▶ **Selection**
------
It really is just fractals of history repeating itself. Like my ancestors, I'm happy to share, but it'd be great if that wasn't taken as an invitation to commit genocide. πŸ™„

In better news, growth on the pre-existing veggies really feels like it exploded overnight. It helps that more and more brassicas are getting their true leaves and are finally recognizable. Some of the kale is getting massive and it was genuinely indistinguishable only a few days ago. I'm seeing more and more dill popping up. Not sure it'll do much as we move into cooler weather, but it'll certainly make for a nice snack while it lasts. I'm seeing a lot more cress as well. There's new stuff continuing to sprout as well, and still plenty that isn't big enough to be distinguishable yet, but the stuff that is is really starting to look gorgeous.

I'm accidentally running a bit of an experiment that I hadn't consciously intended to. I started pulling thistles at one end of the garden and dropping them as mulch, figuring anything that didn't survive the root disturbance qualified as part of my thinning for that area. The next area I pulled the thistles but did not drop them as mulch there, but rather in the front of the "terrace" instead. My concern was that they were a little too effective as mulch and were smothering an excessive number of the smaller seedlings. Then the final area is everything that hasn't been weeded yet. Some patches of thistle have really started to senesce, while others look relatively healthy.

Without any kind of measurement, my gut feeling is that the first area (weeded and mulched) has the best final plant spacing but also has the lowest plant diversity... Only the toughest species would have been able to survive that treatment, and so they represent the bulk of what's left. A new round of germination is taking place now, so it'll be interesting to see how things even out.
------
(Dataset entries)
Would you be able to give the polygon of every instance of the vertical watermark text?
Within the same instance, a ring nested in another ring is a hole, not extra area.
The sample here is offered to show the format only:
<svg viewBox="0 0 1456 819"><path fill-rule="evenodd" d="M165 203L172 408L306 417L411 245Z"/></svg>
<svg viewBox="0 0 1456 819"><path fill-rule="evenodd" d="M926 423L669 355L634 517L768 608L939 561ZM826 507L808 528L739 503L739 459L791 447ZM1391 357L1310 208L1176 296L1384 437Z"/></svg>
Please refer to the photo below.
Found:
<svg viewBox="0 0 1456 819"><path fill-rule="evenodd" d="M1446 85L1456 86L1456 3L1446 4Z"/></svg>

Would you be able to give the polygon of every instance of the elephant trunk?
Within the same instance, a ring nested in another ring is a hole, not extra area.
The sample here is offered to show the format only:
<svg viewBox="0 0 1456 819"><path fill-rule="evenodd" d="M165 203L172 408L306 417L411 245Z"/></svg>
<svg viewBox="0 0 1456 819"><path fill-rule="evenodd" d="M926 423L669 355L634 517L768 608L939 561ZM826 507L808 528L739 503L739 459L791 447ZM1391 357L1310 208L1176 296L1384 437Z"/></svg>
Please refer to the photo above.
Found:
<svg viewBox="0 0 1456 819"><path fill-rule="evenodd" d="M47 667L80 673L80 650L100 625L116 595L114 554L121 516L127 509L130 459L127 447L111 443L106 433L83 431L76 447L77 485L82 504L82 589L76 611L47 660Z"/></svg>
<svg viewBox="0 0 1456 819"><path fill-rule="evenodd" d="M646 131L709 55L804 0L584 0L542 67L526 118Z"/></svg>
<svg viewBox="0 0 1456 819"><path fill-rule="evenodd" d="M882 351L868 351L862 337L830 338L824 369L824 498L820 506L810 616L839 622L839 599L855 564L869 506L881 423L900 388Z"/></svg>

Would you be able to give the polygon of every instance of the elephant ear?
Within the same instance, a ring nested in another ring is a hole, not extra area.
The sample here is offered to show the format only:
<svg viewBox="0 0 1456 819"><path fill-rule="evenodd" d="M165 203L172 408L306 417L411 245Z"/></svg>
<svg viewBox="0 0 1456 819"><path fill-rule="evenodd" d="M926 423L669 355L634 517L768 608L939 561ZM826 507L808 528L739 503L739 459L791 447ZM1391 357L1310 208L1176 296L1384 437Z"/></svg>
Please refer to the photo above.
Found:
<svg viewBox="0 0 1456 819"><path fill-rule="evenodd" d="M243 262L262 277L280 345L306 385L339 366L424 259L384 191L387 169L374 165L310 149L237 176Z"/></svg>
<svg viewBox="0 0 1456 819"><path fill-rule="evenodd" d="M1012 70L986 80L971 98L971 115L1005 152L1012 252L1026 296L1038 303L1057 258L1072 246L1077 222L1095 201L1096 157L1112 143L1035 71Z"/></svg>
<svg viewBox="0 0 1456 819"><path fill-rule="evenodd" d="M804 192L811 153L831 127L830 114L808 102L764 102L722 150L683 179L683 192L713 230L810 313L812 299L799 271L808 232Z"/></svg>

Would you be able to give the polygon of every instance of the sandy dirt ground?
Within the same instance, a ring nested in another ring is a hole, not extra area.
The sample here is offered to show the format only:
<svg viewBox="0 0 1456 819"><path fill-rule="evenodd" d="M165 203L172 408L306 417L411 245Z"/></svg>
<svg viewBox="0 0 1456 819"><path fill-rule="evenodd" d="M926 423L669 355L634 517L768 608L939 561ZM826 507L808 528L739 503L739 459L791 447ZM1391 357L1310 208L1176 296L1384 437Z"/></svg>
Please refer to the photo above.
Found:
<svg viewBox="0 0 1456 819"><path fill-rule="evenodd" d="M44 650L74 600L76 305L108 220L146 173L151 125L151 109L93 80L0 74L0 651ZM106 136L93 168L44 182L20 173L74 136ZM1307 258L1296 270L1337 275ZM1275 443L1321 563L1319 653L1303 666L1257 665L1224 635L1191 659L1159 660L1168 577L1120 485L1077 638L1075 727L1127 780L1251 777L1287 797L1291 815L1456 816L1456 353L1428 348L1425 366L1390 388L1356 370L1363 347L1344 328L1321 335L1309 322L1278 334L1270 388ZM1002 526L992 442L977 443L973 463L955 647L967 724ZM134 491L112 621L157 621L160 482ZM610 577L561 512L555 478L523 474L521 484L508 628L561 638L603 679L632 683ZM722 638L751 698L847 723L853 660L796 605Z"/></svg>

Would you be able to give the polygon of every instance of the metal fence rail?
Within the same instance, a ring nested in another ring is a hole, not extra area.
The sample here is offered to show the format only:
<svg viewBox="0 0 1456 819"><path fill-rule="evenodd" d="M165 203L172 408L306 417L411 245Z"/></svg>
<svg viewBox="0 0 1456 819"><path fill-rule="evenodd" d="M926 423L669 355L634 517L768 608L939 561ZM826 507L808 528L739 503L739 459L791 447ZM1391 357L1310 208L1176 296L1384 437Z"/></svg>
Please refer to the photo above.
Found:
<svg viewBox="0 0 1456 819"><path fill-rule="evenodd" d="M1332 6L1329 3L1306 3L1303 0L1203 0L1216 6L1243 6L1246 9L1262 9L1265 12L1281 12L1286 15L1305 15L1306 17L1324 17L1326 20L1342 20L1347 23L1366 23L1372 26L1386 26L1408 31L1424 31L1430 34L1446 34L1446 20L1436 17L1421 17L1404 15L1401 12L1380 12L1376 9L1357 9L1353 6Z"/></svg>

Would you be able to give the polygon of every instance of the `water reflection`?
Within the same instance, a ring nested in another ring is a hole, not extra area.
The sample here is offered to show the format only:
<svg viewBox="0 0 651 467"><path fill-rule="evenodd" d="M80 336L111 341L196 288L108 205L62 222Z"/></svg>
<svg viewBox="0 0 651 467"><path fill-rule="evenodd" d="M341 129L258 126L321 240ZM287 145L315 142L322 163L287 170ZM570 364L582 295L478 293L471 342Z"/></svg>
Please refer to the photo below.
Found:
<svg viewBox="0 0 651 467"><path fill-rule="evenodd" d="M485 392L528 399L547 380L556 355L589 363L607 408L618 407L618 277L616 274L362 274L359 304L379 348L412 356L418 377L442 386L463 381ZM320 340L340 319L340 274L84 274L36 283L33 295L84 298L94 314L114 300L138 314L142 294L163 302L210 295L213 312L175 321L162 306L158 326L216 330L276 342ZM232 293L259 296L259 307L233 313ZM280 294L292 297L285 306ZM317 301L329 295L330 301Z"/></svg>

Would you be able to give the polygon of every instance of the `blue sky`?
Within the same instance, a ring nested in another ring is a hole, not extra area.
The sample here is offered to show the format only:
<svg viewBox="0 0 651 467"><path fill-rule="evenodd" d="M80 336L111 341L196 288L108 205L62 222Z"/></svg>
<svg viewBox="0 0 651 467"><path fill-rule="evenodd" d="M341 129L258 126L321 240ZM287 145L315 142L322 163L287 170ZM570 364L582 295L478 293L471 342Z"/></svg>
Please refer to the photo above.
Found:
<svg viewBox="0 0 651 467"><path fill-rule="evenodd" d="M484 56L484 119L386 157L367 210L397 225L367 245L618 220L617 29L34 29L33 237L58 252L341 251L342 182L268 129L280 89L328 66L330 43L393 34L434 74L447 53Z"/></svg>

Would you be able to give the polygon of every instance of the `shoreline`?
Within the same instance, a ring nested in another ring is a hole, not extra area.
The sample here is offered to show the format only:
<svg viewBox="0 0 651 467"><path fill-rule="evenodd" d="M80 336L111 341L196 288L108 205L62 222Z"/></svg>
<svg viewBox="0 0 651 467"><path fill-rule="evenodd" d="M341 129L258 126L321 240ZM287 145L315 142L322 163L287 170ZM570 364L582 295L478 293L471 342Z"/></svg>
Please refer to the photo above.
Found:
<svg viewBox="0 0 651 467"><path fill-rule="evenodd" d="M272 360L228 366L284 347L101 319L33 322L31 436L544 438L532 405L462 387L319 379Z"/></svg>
------
▶ **Problems to work on**
1. In the garden post, where were the thistles pulled from the second area dropped as mulch?
2. Reproduce the part of the garden post starting at "Without any kind" and ending at "things even out.".

▶ **Solutions to the problems**
1. In the front of the "terrace."

2.
Without any kind of measurement, my gut feeling is that the first area (weeded and mulched) has the best final plant spacing but also has the lowest plant diversity... Only the toughest species would have been able to survive that treatment, and so they represent the bulk of what's left. A new round of germination is taking place now, so it'll be interesting to see how things even out.